YOUR OBJECTIVE:
Continue the forum thread about the leaking tilt and trim unit, picking up after its last post.

DOCUMENT TEXT:
# Tilt and Trim Leak



## dabutcher (Apr 19, 2008)

I have a slow leak on my tilt and trim. I believe the leak is coming from where I've circled in red. The leak appears to be coming from where the gear pump attaches to the tilt and trim housing. My guess is that the O rings have moved or have deteriorated. Can the O rings (part 27) be replaced?


----------



## drifterfisher (Oct 9, 2009)

I just rebuilt the T/T on my evinrude this past weekend due to leaking/pouring shaft seals. You could buy a new one cheaper than I'd rebuild another one. GL it is a real PITA


----------



## SoCal619 (Nov 18, 2011)

Talk to Shane Livingston on here. He rebuilt the t/t for my '93 Yammy a few years back. From what I remember the outer cylinders can be rebuilt fairly easily for cheap but the primary gear in the center is a PITA cuz the parts aren't sold individually and from what I remember there's a ton of odd shaped o-rings and miscellaneous parts and that's why yamaha sells the whole cylinder as a single part. Give him a call to get the low down and see what you can come up with.


----------



## purple haze (Sep 2, 2013)

I see where you have it marked but some times it will leak from a different location. You may want to look real close to one of the two trim seals and even the tilt seal. The trim seal is easy to change with that special tool. The tilt seal is not that hard but if it is that seal you will need to disconnect the upper bolt.

RECORDED INFORMATION:
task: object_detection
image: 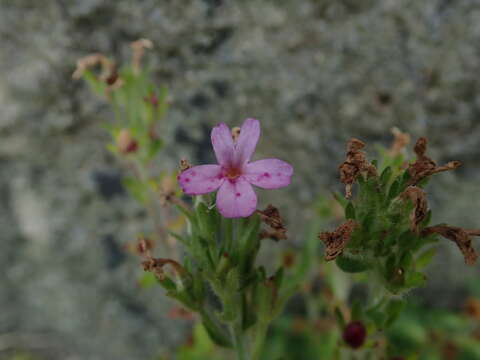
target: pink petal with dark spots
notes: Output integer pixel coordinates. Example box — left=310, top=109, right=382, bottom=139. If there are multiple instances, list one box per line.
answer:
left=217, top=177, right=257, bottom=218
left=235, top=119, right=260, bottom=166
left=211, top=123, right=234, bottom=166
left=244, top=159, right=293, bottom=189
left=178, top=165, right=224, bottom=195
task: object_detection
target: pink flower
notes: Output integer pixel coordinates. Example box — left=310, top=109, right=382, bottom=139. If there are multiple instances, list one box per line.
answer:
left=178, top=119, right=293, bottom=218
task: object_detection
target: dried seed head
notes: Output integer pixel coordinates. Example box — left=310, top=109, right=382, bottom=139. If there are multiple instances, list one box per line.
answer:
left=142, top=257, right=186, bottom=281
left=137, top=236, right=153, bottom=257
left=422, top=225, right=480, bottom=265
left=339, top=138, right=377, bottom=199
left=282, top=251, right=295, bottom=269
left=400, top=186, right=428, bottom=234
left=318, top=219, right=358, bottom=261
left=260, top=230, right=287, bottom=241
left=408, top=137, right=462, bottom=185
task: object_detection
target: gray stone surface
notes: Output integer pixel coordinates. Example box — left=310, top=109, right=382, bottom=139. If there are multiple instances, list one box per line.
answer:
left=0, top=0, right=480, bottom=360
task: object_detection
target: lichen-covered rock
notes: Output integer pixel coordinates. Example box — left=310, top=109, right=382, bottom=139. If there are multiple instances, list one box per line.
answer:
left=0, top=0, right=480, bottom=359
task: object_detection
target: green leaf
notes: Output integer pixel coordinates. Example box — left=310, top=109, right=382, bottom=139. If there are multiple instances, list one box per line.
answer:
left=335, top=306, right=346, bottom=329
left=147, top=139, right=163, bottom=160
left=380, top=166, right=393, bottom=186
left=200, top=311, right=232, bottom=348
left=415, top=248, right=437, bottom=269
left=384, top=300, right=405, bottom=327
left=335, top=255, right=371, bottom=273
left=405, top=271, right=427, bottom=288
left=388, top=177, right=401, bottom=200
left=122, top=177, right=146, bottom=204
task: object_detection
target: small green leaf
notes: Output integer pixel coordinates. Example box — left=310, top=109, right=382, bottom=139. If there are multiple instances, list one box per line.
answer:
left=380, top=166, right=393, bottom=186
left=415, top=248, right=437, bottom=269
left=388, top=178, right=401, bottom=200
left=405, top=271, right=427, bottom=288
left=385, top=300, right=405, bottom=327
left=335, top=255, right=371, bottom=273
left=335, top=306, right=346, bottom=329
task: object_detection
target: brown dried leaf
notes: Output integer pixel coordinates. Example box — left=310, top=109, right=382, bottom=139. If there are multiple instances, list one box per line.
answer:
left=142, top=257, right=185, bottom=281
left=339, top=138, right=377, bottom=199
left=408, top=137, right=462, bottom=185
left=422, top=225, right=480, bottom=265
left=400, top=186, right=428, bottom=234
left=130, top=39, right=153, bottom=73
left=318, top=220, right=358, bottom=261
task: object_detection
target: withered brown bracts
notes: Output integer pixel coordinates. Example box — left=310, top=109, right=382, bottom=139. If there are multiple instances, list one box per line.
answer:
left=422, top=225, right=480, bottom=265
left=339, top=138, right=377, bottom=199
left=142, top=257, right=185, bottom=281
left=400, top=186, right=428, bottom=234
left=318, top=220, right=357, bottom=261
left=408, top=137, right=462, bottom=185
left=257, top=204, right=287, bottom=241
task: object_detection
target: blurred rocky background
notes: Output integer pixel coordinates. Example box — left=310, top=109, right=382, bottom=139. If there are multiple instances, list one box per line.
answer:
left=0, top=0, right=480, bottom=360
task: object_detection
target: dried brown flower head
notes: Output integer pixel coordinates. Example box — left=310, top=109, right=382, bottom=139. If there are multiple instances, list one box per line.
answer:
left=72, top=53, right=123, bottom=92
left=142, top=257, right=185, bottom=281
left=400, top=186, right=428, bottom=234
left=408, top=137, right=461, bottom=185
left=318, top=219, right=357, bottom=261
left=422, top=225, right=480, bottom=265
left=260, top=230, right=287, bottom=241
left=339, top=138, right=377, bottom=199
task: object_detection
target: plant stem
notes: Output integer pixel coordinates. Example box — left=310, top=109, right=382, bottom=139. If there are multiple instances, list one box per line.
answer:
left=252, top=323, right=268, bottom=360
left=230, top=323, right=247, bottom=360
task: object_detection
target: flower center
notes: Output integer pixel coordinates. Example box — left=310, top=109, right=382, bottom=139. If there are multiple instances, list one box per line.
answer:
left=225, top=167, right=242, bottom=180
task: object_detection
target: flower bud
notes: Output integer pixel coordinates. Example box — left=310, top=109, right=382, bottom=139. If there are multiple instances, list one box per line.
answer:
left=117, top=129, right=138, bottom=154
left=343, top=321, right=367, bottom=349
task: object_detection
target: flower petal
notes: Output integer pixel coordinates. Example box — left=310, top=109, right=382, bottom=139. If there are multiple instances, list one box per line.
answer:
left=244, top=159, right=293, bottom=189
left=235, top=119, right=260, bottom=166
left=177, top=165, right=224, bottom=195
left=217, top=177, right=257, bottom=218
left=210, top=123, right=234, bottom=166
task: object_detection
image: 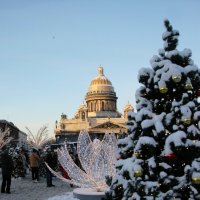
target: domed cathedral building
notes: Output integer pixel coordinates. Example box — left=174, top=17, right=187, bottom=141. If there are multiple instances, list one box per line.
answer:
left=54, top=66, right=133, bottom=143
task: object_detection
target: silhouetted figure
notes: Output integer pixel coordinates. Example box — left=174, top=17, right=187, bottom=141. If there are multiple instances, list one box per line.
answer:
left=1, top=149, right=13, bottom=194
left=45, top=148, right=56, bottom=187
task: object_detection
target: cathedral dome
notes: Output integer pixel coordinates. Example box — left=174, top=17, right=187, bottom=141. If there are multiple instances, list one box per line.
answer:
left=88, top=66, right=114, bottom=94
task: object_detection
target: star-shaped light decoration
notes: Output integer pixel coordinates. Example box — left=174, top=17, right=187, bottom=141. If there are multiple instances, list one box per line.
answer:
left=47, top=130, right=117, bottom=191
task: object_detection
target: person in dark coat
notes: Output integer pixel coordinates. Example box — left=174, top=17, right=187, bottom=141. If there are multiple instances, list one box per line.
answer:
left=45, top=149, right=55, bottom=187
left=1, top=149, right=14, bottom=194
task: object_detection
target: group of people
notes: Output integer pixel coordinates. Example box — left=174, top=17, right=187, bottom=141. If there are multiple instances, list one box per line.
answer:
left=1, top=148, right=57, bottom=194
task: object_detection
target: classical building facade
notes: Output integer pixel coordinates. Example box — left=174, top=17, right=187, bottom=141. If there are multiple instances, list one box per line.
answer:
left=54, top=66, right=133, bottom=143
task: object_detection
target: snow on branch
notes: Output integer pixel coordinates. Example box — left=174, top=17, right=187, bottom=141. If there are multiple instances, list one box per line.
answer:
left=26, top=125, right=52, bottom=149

EXERCISE OUTPUT:
----------



## dabutcher (Apr 19, 2008)

I'm pretty sure its not either of the trim seals. The fluid is the fluid leak flow is behind (transom side) of the trim housing.


----------



## dabutcher (Apr 19, 2008)

I believe that attached link describes my problem accurately.

http://www.thehulltruth.com/boating...k-between-pump-gear-housing-pics-added.html#b


----------



## drifterfisher (Oct 9, 2009)

That might not be to bad, other than broken allen screws. Should be fairly easy to match the orings with new ones, most parts places have oring kits that will have those in them. GL and let us know how it goes.


----------



## TheCaptKen (Mar 14, 2011)

I've been seeing more and more T&T units leaking there. Of course you need to remove the system from the transom assembly so as to work on it on the bench. The Allen head bolts will probably be frozen. You will need to remove the trim motor if you decide to heat it since you will melt the plastic screen in the pump. Order the correct o rings from Yamaha and don't try to match them or you will be going it again. You will find some corrosion between the halves that will need to be cleaned off.


----------



## RMS (Dec 9, 2008)

TheCaptKen said:


> I've been seeing more and more T&T units leaking there. Of course you need to remove the system from the transom assembly so as to work on it on the bench. The Allen head bolts will probably be frozen. You will need to remove the trim motor if you decide to heat it since you will melt the plastic screen in the pump. Order the correct o rings from Yamaha and don't try to match them or you will be going it again. You will find some corrosion between the halves that will need to be cleaned off.


Dabutcher, I fixed one of our 2001 150 HPDI Yamahas last summer. 

Ken describes the situation perfectly. The o rings you have circled were leaking. The fluid runs down the transom side of the unit. It was hell getting the motor separated from the cylinder assembly. In spite of heat two of the bolts broke and had to be drilled out. Not for the faint of heart!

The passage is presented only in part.